• [Provided text]:
__________________________________________________
Extraction of Strings
Let me back to the first example:
val jsonStr = """
{
"name": "Agu",
"age": 30
}
"""
val jsonFuture = OJsonParser.parseJson(jsonStr)
jsonFuture onComplete {
case Success(json) =>
import OJsonValue._
// some value extraction
case Failure(t) => throw t
}
If you add the following into the Success
block and run it:
val sex = json / "sex" >> ~[String]
the exception NoSuchElementException
with "<lost at sex&rt;" will be thrown because there is no element tagged with "sex". I will explain later how to know which element is missing.
To use extraction via Option
, replace >>
with >>?
:
val name = json / "name" >>? ~[String] match {
case Some(s) => s // matches here
case None => "unknown" // unreachable
}
println("name: " + name)
The output will be name: Agu
because the property "name" exists and its type is String
.
If there exists no matching property of the given name, it matches None
. For example, if you attempt to get the value tagged with "sex":
val sex = json / "sex" >>? ~[String] match {
case Some(s) => s // does not match
case None => "unknown" // matches here
}
println("sex: " + sex)
the output will be
sex: unknown
Optional Extraction by Implicit Conversions
Implicit conversions provide a useful way of optional extraction. You can do it in the same way of normal implicit extraction, except that you require Option
.
The previous example can be written as follows:
import okkam.json.ImplicitConversions._
val sexOption: Option[String] = json / "sex"
val sex = sexOption match {
case Some(s) => s // does not match
case None => "unknown" // matches here
}
println("sex: " + sex)
or
import okkam.json.ImplicitConversions._
val sexOption = json / "sex" : Option[String]
val sex = sexOption match {
case Some(s) => s // does not match
case None => "unknown" // matches here
}
println("sex: " + sex)
Similar to the case of normal extraction. implicit conversions are very useful to give the extracted values to methods or classes. Here I give a example to constract a case class:
case class Profile(name: String, age: Int, sex: Option[String])
There is no difference between normal and optional extractions:
jsonFuture onComplete {
case Success(json) =>
import okkam.json.ImplicitConversions._
val profile = Profile(json / "name", json / "age", json / "sex")
case Failure(t) => throw t
}
Extraction of Integers
Similar to OJsonValue.String_
, the case class OJsonValue.Int_
bears a single integer value. At first, I give a normal example:
val jsonStr = """{ "num": 3 }"""
__________________________________________________
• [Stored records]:
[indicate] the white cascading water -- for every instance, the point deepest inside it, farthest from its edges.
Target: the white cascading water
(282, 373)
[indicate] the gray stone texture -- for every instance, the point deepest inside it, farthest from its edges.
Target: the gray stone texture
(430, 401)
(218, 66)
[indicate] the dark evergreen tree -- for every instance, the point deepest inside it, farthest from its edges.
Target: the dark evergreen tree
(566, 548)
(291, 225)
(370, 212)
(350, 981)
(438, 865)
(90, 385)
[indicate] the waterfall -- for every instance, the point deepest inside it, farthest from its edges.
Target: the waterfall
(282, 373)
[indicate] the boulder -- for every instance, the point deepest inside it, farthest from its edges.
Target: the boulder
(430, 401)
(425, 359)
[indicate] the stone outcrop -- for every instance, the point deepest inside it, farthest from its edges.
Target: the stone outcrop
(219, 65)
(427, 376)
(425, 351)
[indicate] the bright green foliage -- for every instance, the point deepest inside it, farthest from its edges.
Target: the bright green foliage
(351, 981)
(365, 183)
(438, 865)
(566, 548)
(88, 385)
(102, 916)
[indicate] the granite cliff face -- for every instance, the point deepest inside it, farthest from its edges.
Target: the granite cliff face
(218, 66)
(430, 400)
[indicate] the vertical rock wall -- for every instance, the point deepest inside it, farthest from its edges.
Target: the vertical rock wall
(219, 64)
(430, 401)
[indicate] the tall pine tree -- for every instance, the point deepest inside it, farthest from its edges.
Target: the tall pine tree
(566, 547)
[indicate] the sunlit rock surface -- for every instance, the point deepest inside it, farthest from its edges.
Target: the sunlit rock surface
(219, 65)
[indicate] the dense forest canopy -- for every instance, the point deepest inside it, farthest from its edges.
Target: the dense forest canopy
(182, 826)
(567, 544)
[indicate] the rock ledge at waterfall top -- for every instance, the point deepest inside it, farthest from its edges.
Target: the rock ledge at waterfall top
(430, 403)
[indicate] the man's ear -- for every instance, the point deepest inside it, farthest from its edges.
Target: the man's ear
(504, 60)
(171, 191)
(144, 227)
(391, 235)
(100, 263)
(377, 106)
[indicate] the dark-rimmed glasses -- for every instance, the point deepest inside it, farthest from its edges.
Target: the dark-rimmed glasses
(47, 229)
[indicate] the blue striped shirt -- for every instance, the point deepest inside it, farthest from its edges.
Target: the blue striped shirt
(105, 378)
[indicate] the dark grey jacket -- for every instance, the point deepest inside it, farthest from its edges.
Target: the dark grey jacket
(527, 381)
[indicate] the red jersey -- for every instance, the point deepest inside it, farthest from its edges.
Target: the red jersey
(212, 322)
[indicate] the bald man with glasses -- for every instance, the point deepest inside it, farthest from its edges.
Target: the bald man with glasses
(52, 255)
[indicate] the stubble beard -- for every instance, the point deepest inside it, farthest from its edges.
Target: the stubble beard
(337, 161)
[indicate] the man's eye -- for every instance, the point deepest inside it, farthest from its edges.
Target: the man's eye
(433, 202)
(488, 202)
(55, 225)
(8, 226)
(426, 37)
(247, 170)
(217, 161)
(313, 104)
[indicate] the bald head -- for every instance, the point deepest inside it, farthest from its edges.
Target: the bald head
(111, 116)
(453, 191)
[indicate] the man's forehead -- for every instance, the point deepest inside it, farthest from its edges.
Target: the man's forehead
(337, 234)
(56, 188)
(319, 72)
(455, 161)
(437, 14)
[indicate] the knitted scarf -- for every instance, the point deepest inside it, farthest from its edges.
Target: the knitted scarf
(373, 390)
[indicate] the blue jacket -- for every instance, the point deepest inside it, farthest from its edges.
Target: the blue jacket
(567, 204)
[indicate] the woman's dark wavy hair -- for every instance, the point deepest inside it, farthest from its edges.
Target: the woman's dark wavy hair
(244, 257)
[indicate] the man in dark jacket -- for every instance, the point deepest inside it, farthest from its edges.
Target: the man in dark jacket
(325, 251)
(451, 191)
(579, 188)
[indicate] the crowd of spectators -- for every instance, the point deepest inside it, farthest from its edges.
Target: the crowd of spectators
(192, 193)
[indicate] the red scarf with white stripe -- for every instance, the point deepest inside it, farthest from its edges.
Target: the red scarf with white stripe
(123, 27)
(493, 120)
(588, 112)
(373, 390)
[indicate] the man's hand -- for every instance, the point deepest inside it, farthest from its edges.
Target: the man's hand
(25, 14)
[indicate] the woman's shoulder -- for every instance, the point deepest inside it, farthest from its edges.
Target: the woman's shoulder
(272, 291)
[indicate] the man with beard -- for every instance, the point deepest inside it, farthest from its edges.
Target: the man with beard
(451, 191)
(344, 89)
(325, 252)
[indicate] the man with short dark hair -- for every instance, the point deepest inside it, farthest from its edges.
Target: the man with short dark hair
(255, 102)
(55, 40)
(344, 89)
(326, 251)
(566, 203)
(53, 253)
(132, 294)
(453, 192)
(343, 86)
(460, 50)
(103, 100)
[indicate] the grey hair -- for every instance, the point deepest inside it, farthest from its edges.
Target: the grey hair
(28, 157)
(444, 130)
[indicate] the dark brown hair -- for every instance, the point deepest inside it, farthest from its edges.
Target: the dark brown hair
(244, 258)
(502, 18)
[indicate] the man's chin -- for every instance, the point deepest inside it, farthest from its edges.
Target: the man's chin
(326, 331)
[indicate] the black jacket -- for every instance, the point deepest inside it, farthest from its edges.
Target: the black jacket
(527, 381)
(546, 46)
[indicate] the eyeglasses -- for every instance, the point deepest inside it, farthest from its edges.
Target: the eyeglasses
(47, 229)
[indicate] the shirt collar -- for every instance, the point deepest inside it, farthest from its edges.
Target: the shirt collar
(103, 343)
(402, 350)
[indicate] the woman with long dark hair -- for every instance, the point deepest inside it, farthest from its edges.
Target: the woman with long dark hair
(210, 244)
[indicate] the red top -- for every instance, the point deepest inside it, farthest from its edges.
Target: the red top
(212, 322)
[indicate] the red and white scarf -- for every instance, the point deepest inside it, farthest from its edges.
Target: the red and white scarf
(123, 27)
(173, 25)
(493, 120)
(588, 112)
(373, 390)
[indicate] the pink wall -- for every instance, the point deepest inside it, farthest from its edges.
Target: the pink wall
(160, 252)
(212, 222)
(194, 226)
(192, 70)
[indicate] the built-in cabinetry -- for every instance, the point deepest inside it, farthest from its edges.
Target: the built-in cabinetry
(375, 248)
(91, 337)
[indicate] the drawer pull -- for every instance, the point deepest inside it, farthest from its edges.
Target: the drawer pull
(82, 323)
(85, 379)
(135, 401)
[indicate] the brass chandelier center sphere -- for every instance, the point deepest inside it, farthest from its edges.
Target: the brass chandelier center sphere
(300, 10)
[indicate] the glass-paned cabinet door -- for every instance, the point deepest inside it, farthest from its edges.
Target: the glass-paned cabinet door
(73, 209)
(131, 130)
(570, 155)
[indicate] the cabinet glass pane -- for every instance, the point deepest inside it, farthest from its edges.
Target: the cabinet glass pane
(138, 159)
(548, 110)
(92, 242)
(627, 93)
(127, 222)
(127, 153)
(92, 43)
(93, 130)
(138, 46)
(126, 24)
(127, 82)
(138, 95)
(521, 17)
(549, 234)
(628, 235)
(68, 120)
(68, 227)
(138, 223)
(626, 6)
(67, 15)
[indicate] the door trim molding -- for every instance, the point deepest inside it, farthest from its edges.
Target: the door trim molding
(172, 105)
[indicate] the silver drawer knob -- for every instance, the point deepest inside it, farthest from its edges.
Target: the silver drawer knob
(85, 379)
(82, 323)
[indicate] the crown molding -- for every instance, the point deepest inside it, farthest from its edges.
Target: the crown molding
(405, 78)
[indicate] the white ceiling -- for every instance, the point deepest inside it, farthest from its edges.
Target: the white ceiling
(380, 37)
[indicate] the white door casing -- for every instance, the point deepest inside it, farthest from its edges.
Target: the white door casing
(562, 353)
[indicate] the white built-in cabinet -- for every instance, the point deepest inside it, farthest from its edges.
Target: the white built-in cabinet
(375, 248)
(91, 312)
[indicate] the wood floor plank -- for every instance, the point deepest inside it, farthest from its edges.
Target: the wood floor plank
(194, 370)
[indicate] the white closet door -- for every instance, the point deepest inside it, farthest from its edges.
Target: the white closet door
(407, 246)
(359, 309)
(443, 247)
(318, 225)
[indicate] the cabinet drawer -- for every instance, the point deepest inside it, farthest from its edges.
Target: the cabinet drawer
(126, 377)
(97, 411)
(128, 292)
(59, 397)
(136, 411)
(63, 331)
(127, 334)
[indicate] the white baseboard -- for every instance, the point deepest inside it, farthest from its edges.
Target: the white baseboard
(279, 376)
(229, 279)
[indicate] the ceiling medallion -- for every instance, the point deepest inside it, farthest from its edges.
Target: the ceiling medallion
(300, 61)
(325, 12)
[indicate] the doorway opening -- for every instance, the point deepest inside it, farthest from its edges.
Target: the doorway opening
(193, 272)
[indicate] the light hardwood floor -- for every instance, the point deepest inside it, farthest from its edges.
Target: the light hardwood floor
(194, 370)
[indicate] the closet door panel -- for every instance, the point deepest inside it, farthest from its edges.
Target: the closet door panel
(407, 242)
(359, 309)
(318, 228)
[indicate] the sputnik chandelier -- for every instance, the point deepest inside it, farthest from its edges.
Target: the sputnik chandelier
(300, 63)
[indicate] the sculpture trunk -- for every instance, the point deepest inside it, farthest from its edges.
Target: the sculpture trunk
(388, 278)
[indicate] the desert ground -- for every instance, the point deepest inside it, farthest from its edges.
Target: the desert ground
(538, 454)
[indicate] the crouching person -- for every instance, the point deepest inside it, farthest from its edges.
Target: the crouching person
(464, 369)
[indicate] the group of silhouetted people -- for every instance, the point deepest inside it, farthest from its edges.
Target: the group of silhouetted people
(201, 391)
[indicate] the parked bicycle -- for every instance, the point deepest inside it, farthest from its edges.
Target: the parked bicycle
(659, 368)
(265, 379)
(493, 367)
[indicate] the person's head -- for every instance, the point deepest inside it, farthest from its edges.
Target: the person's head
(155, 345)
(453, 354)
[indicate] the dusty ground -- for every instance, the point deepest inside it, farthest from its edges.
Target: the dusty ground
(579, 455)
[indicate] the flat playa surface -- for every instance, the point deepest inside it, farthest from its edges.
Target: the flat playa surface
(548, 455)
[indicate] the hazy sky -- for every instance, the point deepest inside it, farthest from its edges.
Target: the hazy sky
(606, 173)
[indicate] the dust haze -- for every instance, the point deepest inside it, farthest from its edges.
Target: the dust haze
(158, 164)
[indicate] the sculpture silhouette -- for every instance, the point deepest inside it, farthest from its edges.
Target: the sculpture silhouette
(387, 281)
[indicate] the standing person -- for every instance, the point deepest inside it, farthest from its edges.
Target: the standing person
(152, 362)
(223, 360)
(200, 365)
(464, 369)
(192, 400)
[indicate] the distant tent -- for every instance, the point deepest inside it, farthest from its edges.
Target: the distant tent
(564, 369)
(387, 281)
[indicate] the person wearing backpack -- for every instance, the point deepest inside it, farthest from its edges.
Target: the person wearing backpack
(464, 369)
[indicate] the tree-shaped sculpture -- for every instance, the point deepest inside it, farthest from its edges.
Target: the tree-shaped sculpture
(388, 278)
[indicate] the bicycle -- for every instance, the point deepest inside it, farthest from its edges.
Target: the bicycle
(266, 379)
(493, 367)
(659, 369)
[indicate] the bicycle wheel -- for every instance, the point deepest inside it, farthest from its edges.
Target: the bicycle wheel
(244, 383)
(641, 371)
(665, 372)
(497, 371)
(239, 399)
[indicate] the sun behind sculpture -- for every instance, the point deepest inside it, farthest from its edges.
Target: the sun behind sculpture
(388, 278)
__________________________________________________
• [Requests]:
**a.** Transcribe the JSON extraction text from "val jsonFuture = OJsonParser.parseJson(jsonStr)" up to and including "element is missing.".
**b.** Answer these questions from the JSON extraction text:
(i) Which exception is thrown when the value tagged "sex" is extracted with >>?
(ii) Which operator replaces >> to extract via Option?
(iii) What fields, with their types, does the case class Profile declare?
**c.** Which section headings appear in the JSON extraction text? List all of them.

• [Written responses]:
**a.**
val jsonFuture = OJsonParser.parseJson(jsonStr)
jsonFuture onComplete {
case Success(json) =>
import OJsonValue._
// some value extraction
case Failure(t) => throw t
}
If you add the following into the Success
block and run it:
val sex = json / "sex" >> ~[String]
the exception NoSuchElementException
with "<lost at sex&rt;" will be thrown because there is no element tagged with "sex". I will explain later how to know which element is missing.

**b.**
(i) NoSuchElementException
(ii) >>?
(iii) name: String, age: Int, sex: Option[String]

**c.**
Extraction of Strings
Optional Extraction by Implicit Conversions
Extraction of Integers